(Natural language region descriptions)
———
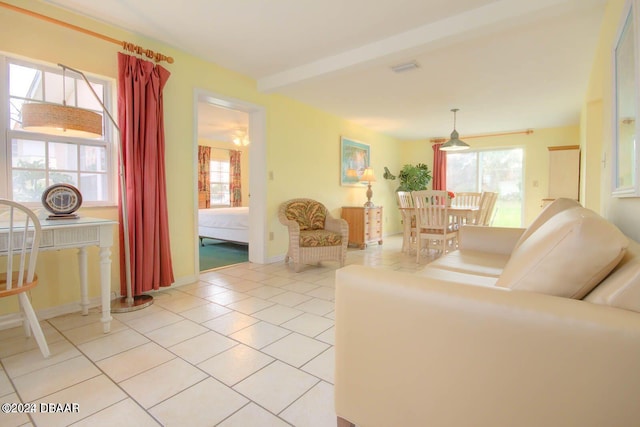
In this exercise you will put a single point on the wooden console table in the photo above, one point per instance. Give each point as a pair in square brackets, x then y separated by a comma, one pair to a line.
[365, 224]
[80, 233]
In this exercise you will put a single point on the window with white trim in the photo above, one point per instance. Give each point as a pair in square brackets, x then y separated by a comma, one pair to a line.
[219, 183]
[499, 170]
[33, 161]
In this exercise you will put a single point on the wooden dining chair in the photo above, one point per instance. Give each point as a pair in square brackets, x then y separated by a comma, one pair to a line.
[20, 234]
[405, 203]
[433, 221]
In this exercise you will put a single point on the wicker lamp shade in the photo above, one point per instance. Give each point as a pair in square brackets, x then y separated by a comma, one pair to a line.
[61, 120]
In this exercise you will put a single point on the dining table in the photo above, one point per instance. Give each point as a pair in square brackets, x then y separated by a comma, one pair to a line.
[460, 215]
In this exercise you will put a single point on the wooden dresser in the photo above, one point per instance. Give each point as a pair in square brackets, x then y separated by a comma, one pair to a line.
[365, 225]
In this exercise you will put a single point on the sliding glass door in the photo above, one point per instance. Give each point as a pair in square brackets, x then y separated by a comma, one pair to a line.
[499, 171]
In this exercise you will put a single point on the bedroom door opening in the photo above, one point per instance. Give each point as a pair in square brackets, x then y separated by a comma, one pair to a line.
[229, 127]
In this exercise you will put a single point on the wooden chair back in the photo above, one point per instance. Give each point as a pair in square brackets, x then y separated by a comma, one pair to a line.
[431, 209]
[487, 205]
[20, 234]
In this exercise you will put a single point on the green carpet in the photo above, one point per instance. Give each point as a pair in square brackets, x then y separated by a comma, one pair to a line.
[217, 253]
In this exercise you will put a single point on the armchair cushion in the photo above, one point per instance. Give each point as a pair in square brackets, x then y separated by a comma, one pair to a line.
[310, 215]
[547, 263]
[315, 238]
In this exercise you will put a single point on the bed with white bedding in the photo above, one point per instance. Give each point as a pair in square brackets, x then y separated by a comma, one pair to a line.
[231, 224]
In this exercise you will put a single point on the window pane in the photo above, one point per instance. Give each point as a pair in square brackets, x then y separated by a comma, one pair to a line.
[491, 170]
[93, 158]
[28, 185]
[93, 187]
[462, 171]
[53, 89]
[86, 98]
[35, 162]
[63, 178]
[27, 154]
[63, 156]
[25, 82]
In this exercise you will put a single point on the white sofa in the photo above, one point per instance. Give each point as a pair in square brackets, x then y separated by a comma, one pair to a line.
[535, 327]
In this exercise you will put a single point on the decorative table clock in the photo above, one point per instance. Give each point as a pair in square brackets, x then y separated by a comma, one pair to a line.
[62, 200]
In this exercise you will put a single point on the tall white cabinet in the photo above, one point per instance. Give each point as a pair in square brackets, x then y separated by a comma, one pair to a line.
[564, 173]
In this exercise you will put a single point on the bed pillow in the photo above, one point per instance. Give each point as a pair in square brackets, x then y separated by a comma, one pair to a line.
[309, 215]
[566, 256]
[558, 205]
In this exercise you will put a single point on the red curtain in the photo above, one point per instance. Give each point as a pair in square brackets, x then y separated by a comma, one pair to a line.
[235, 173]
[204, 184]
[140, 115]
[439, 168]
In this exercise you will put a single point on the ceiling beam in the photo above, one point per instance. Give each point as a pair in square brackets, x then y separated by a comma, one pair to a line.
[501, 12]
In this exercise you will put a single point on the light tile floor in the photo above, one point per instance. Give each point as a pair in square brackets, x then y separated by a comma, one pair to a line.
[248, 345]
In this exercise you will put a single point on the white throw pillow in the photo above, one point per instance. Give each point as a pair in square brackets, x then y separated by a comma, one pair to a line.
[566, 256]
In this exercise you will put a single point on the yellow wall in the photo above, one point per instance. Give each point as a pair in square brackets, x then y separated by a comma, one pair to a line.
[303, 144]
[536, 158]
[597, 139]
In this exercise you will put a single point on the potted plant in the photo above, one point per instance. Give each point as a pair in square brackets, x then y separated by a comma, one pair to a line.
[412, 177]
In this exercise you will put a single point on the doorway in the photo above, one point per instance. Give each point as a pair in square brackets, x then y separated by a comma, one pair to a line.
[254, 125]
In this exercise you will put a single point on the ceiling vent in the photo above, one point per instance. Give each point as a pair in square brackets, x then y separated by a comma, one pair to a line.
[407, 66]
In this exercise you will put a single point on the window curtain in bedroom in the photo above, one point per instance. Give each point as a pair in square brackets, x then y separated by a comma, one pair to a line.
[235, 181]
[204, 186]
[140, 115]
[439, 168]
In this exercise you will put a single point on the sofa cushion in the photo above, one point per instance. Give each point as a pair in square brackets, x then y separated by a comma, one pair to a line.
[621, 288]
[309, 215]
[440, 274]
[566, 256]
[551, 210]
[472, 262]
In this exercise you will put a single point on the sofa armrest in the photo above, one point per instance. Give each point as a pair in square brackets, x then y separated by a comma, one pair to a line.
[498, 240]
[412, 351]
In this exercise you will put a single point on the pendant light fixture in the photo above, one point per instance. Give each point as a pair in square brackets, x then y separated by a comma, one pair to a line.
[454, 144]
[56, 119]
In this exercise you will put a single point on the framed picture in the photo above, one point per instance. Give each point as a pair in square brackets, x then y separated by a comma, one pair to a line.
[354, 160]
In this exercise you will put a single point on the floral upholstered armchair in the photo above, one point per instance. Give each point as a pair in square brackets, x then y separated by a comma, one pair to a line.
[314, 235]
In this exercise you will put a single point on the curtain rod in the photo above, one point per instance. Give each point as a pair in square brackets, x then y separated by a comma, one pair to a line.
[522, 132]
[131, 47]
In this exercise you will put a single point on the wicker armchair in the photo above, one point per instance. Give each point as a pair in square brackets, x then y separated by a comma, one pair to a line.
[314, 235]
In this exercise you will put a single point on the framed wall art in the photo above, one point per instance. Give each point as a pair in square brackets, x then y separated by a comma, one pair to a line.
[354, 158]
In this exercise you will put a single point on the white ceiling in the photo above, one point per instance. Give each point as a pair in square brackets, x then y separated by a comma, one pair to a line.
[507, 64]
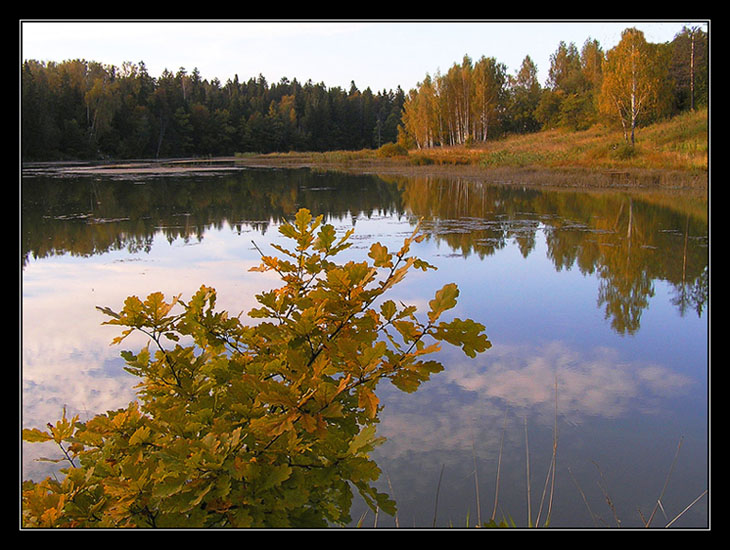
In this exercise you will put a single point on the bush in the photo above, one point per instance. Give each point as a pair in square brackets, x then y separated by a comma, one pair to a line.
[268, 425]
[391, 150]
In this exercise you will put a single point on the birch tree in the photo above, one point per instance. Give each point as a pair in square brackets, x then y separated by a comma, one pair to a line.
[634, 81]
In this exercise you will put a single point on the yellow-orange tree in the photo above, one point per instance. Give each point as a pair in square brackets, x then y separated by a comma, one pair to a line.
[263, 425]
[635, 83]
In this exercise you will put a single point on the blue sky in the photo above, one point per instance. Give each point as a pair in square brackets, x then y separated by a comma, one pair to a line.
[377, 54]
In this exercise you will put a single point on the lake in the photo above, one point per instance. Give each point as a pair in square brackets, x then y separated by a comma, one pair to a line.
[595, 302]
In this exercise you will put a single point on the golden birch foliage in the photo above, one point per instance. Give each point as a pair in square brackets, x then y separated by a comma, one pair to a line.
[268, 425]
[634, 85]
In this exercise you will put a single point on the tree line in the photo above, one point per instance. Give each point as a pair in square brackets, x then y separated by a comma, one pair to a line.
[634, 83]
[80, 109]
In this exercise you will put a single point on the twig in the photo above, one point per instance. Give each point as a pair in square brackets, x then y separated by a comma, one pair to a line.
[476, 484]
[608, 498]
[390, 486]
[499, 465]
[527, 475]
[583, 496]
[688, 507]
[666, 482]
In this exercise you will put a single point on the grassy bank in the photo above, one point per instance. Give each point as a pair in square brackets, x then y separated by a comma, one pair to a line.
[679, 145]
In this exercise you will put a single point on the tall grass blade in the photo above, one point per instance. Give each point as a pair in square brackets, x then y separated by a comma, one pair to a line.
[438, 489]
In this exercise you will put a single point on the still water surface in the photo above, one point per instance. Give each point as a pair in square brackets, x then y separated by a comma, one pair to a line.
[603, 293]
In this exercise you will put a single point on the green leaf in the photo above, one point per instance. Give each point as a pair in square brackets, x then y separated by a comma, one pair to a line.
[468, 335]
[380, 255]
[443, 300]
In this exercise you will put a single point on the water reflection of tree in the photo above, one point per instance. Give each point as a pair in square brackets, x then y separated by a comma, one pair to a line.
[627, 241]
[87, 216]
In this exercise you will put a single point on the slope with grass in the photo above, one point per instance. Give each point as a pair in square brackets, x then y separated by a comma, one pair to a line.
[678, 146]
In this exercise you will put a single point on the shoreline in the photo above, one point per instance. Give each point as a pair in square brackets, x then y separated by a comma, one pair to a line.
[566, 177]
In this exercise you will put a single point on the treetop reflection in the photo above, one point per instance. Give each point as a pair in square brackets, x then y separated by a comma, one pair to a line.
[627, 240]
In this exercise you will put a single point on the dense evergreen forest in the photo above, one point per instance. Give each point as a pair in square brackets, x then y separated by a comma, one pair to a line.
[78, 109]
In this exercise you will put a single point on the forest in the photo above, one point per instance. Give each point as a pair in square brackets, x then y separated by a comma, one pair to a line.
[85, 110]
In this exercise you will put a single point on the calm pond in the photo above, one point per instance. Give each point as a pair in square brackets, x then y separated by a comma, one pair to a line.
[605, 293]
———
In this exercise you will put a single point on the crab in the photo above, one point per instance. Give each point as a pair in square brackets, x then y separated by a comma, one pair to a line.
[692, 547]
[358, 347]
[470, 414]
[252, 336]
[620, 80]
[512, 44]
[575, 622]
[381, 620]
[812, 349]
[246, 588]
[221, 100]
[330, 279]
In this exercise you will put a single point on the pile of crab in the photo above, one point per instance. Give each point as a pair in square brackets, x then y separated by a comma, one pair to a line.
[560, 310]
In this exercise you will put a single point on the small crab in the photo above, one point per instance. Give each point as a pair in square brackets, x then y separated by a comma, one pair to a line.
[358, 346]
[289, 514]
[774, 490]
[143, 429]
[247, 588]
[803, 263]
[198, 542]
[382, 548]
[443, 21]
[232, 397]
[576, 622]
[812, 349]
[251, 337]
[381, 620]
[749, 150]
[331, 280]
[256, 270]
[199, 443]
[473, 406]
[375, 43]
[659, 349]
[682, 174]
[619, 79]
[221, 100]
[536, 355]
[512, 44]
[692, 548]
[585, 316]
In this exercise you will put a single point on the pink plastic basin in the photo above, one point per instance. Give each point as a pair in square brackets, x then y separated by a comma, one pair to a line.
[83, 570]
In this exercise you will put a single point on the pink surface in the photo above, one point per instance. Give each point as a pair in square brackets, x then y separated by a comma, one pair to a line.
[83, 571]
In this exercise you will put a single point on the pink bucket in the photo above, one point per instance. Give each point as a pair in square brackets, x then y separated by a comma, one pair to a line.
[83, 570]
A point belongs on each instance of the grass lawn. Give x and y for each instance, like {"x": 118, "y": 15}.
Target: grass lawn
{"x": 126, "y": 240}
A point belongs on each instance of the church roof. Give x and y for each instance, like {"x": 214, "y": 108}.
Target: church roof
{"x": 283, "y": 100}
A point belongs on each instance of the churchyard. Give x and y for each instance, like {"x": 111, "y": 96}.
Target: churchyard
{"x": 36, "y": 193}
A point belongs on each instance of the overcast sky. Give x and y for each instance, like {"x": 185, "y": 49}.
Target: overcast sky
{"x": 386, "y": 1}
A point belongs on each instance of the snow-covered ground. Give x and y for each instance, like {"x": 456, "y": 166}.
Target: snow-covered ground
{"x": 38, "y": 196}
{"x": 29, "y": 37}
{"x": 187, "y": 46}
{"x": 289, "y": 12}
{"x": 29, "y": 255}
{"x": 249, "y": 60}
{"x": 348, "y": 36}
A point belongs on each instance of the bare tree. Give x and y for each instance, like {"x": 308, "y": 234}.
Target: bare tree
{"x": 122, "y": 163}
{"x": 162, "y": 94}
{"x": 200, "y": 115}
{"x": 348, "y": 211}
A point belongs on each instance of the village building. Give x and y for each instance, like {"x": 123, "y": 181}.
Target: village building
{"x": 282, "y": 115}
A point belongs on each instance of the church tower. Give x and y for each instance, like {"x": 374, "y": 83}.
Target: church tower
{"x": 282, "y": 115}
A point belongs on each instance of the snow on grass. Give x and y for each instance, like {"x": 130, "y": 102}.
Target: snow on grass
———
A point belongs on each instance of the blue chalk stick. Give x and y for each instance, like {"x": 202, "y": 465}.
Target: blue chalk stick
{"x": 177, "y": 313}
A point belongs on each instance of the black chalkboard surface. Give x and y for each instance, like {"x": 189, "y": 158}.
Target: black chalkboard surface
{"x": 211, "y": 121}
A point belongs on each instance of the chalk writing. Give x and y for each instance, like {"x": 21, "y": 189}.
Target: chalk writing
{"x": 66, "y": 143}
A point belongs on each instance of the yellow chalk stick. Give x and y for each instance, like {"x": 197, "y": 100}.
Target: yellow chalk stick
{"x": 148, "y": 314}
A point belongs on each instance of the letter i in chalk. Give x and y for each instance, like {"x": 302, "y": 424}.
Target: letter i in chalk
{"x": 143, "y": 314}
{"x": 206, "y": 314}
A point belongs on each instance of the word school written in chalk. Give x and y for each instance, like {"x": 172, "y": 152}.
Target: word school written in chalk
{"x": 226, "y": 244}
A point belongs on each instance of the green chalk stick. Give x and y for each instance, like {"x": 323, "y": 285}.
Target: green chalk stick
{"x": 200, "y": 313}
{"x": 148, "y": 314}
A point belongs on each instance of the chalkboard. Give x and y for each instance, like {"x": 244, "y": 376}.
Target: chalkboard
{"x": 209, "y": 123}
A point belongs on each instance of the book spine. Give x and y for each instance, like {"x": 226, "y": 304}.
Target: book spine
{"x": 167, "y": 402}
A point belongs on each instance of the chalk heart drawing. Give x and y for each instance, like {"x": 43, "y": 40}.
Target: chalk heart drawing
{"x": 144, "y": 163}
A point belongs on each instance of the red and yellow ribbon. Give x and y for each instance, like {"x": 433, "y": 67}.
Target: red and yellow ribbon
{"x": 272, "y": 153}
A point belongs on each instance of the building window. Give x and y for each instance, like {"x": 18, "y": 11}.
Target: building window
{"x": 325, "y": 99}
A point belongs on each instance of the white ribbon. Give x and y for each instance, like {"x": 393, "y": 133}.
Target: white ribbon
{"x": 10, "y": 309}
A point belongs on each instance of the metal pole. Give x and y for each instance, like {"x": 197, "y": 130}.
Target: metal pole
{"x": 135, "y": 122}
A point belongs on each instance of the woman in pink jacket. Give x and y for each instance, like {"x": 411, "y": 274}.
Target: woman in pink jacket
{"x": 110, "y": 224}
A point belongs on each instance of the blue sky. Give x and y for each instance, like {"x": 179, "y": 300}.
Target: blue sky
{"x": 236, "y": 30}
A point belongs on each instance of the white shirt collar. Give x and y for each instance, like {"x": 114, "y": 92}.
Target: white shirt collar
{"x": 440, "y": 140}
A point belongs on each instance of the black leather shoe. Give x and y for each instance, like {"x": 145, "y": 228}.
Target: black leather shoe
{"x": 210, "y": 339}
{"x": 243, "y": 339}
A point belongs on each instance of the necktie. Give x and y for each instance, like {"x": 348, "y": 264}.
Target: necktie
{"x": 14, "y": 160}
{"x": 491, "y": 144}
———
Exercise goal -> The lines to extract from the data above begin with the line containing "Target: letter i in chalk" and end with the line containing "A point belongs on each instance of the book". Extract them exactly, including both.

Answer for this exercise ->
Target: letter i in chalk
{"x": 143, "y": 314}
{"x": 206, "y": 314}
A point belongs on each instance of the word school written in chalk. Give x and y for each instance, like {"x": 172, "y": 152}.
Target: word school written in chalk
{"x": 226, "y": 244}
A point belongs on each instance of the green chalk stick. Give x and y for each instance, like {"x": 323, "y": 285}.
Target: green chalk stick
{"x": 200, "y": 313}
{"x": 148, "y": 314}
A point belongs on each instance of the chalkboard. Give x and y for each instance, like {"x": 244, "y": 376}.
Target: chalkboard
{"x": 209, "y": 123}
A point belongs on each instance of the book spine. Give x and y for each instance, like {"x": 226, "y": 304}.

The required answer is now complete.